_Work item_
Go through the entries below and tally the lines holding "rounded"; please reply with the number only.

(Stored records)
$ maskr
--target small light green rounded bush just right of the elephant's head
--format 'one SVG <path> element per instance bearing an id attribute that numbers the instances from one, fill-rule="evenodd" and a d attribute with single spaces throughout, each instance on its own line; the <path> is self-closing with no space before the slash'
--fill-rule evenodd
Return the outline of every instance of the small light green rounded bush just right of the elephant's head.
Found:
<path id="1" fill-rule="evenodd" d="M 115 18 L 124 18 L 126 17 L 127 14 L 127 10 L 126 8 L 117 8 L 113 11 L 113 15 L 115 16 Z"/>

_Response area_
2